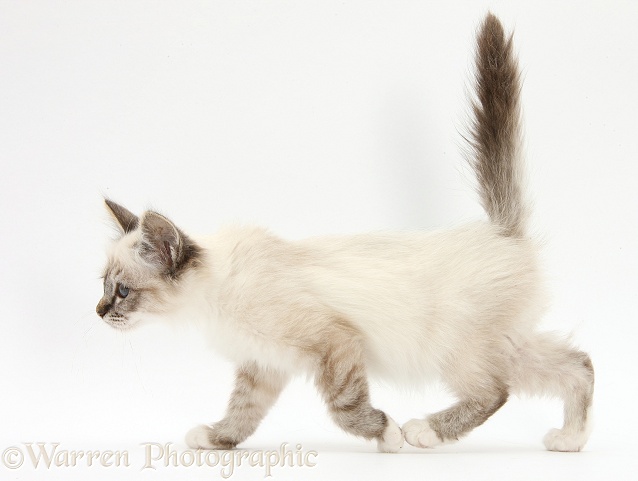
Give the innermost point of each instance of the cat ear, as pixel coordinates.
(162, 242)
(126, 220)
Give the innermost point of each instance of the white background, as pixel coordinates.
(308, 118)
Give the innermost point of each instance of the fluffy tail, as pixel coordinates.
(495, 132)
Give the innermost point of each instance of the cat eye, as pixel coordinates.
(122, 290)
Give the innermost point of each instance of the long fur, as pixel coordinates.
(457, 305)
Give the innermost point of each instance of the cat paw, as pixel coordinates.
(391, 441)
(419, 434)
(559, 440)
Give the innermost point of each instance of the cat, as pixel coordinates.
(460, 305)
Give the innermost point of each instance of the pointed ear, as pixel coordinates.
(162, 242)
(126, 220)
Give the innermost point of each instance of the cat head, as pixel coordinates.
(146, 267)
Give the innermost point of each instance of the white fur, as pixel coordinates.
(418, 433)
(418, 298)
(392, 439)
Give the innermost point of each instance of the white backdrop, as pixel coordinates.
(308, 118)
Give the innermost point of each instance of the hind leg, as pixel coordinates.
(481, 393)
(550, 366)
(341, 379)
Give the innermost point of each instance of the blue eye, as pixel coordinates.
(122, 290)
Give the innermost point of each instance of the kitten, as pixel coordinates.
(459, 304)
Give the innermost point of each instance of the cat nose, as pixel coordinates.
(103, 307)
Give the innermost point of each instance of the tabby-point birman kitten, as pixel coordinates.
(460, 305)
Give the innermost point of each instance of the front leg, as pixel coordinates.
(256, 390)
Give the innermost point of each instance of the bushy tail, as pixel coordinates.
(495, 134)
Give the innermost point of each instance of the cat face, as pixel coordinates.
(145, 267)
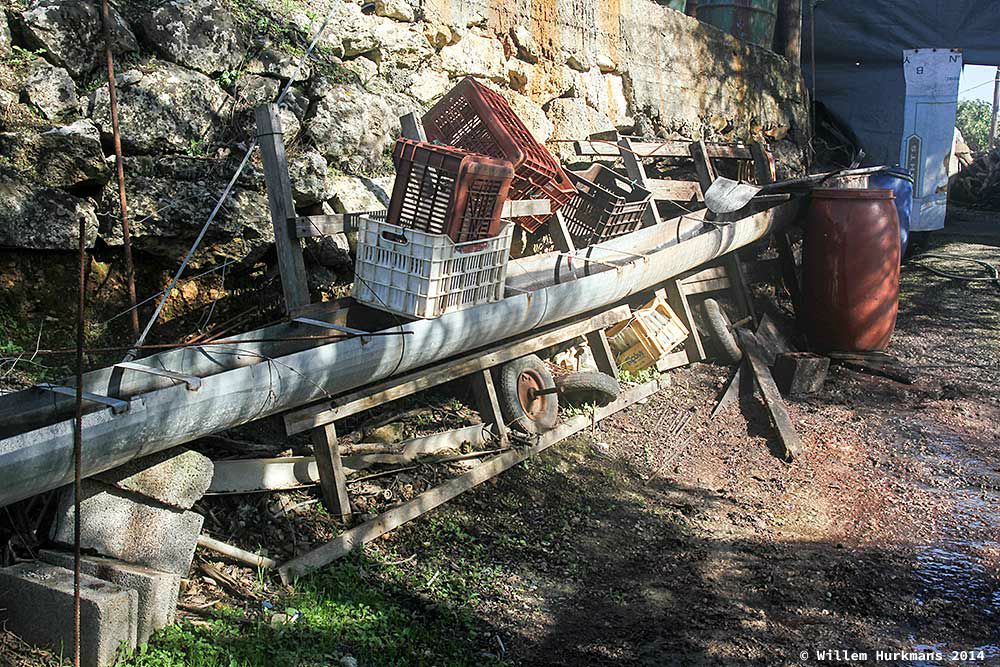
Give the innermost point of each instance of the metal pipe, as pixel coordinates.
(39, 460)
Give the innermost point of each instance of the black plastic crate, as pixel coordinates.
(606, 205)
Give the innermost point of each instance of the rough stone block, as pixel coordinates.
(157, 590)
(117, 524)
(176, 477)
(36, 603)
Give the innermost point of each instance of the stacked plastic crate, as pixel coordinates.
(443, 246)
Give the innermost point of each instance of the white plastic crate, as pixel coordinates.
(417, 274)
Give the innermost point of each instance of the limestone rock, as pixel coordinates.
(349, 32)
(4, 37)
(50, 90)
(63, 157)
(401, 10)
(169, 109)
(39, 218)
(357, 195)
(308, 175)
(69, 30)
(351, 127)
(401, 44)
(200, 34)
(171, 197)
(477, 56)
(573, 119)
(527, 47)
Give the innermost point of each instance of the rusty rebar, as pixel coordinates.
(120, 166)
(78, 436)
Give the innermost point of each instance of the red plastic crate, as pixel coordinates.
(479, 120)
(443, 190)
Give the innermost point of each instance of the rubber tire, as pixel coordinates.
(719, 327)
(510, 405)
(588, 387)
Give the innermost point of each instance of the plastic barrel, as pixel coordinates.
(900, 181)
(850, 270)
(750, 20)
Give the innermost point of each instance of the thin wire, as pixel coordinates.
(225, 195)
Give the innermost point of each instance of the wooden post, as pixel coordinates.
(673, 292)
(996, 107)
(332, 482)
(603, 356)
(489, 406)
(790, 16)
(279, 199)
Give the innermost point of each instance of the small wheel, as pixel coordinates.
(720, 329)
(588, 387)
(522, 407)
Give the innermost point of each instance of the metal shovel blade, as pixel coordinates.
(728, 196)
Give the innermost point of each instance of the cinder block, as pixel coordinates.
(36, 603)
(157, 590)
(130, 528)
(176, 477)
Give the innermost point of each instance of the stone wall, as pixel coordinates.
(190, 72)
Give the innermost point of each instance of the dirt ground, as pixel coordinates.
(634, 545)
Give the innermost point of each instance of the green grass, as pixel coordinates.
(376, 609)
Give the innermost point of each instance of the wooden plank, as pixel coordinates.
(412, 128)
(410, 383)
(772, 397)
(650, 149)
(346, 542)
(675, 296)
(635, 171)
(601, 349)
(332, 481)
(703, 165)
(560, 233)
(664, 190)
(291, 265)
(706, 286)
(489, 405)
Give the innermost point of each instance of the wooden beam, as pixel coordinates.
(664, 190)
(344, 543)
(673, 292)
(291, 265)
(650, 149)
(410, 383)
(601, 349)
(772, 397)
(489, 405)
(332, 480)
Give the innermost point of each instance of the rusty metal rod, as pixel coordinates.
(120, 166)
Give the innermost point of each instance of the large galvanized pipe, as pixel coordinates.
(41, 459)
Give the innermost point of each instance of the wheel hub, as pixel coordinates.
(528, 384)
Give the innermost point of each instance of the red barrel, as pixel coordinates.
(850, 267)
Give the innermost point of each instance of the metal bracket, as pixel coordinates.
(117, 405)
(363, 335)
(193, 382)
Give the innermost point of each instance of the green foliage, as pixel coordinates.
(973, 120)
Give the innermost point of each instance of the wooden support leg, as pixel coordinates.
(739, 285)
(673, 292)
(332, 482)
(489, 406)
(601, 350)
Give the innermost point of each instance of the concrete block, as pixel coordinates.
(177, 477)
(36, 603)
(157, 590)
(117, 524)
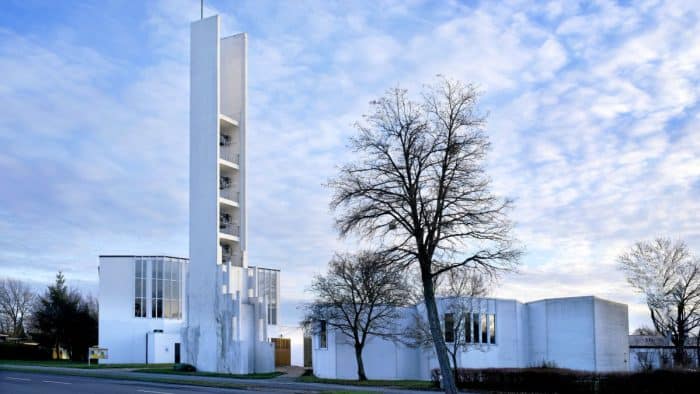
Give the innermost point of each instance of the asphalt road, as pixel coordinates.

+-------+

Stated task
Can you rewrite all of the lines above, replacing "innermost point" with "center point" and changing nothing else? Leave the pictures out of your answer.

Completed task
Give the center point of each instance of the cat ear, as pixel coordinates.
(162, 242)
(126, 220)
Give the center point of each instance of the white background, as pixel coordinates.
(308, 118)
Give the center point of each instance of the fluffy tail, as pixel coordinates.
(495, 132)
Give the center point of each instance of the cat eye, as pixel coordinates.
(122, 290)
Give the center point of each instance of the long fur, as pixel coordinates.
(457, 305)
Give the center point of each instance of the cat paw, as pixel coordinates.
(391, 441)
(419, 434)
(559, 440)
Give the center point of each instance of the cat, as pixel coordinates.
(460, 305)
Give the center point of each instance of the pointed ear, as pixel coordinates.
(162, 242)
(126, 220)
Give the center point of each instance of the cat head, as pixel coordinates.
(146, 267)
Give the center point of each instance of the white fur, as pixel coordinates.
(418, 433)
(418, 298)
(392, 439)
Give the center point of each instance of the white backdrop, as pixel coordinates.
(308, 118)
Give the center point of each instance of the hind leg, as pixel coordinates.
(481, 393)
(550, 366)
(341, 379)
Give the center point of each instance of the blue eye, as pixel coordinates.
(122, 290)
Give the center point of each instance of the kitten, as pixel coordinates.
(459, 304)
Give the center point of each instance of the cat nose, as pixel coordinates.
(103, 307)
Give the center point of each instance of the tabby-point birman kitten, as pixel coordinates.
(460, 305)
Give the center point of each instance of the front leg, as pixel coordinates.
(256, 390)
Give the center point of each instance of the bushy tail, as pixel coordinates.
(495, 134)
Give the center point of each instance of the cat face, as pixel coordinates.
(145, 267)
Give the center point of each instance of the metal pipe, as pixel coordinates.
(39, 460)
Give the center point of each instance of the black plastic crate, as pixel coordinates.
(606, 205)
Give the center point of each instance of the rough stone block, as pixel coordinates.
(157, 590)
(117, 524)
(176, 477)
(36, 603)
Give the center point of each instance of the stacked plastic crate, as pixel coordinates.
(443, 246)
Give the center point of each instance of the white plastic crate, as pixel coordinates.
(417, 274)
Give the center point of each instance of the limestone rock, as pixel coordinates.
(349, 32)
(4, 37)
(50, 90)
(63, 157)
(401, 10)
(169, 109)
(39, 218)
(357, 195)
(308, 175)
(69, 30)
(351, 127)
(401, 44)
(200, 34)
(171, 197)
(477, 56)
(573, 119)
(527, 47)
Give the center point of each instance of the rusty rebar, as pixel coordinates.
(120, 166)
(78, 436)
Give the center point of each instance of the red plastic crate, as pixel coordinates.
(479, 120)
(443, 190)
Give the center point of each instance of the rubber tire, as pixel coordinates.
(719, 327)
(510, 405)
(588, 387)
Give the center point of each instance of the plastic barrel, as pixel coordinates.
(900, 181)
(850, 270)
(750, 20)
Give the center point of each instance of the thin wire, as pixel coordinates.
(225, 195)
Give the center point of each instance of the wooden post, as pixel coordinates.
(673, 292)
(996, 107)
(332, 482)
(603, 356)
(489, 406)
(790, 16)
(279, 199)
Give the center point of each instance of the small wheel, as pixel coordinates.
(720, 329)
(588, 387)
(522, 407)
Give the center point of each instance of the metal shovel blade, as pixel coordinates.
(728, 196)
Give the center point of each instance of the cinder block, as pixel coordinates.
(36, 603)
(157, 590)
(130, 528)
(176, 477)
Give the center point of each instance of the stone wall, as pixel coordinates.
(190, 72)
Give the center point of each instance of the dirt ground, as pixel coordinates.
(634, 545)
Give the center point of each instance of the green grass, as pixel coordinates.
(376, 609)
Give the center point of each instance of the wooden plank, as pixel coordinates.
(412, 128)
(410, 383)
(772, 397)
(650, 149)
(346, 542)
(675, 296)
(635, 171)
(601, 349)
(332, 481)
(703, 165)
(560, 233)
(664, 190)
(291, 265)
(706, 286)
(489, 405)
Give the center point of each instance of the wooden beam, as pixel coordinates.
(664, 190)
(344, 543)
(673, 292)
(291, 265)
(650, 149)
(410, 383)
(601, 349)
(772, 397)
(489, 405)
(332, 480)
Give the center point of each instance of the rusty metal rod, as pixel coordinates.
(120, 166)
Give the center point of each instance of the large galvanized pipe, as pixel coordinates.
(41, 459)
Give the center point of each instance of the wheel hub, as pixel coordinates.
(528, 384)
Give the center point of each instance of the red barrel, as pixel coordinates.
(850, 267)
Give the center point of each instance of the metal bracket, as pixel coordinates.
(117, 405)
(363, 335)
(193, 382)
Give the center point of each instance of the green foliage, as pixel coordinates.
(973, 120)
Give the center point of each instance of the wooden support leg, as pixel coordinates.
(739, 285)
(673, 292)
(332, 482)
(489, 406)
(601, 350)
Give the center point of each instance of the concrete block, as pixel coordinates.
(177, 477)
(36, 603)
(157, 590)
(117, 524)
Give the center point of each instance of the asphalt road, as pixel coordinates.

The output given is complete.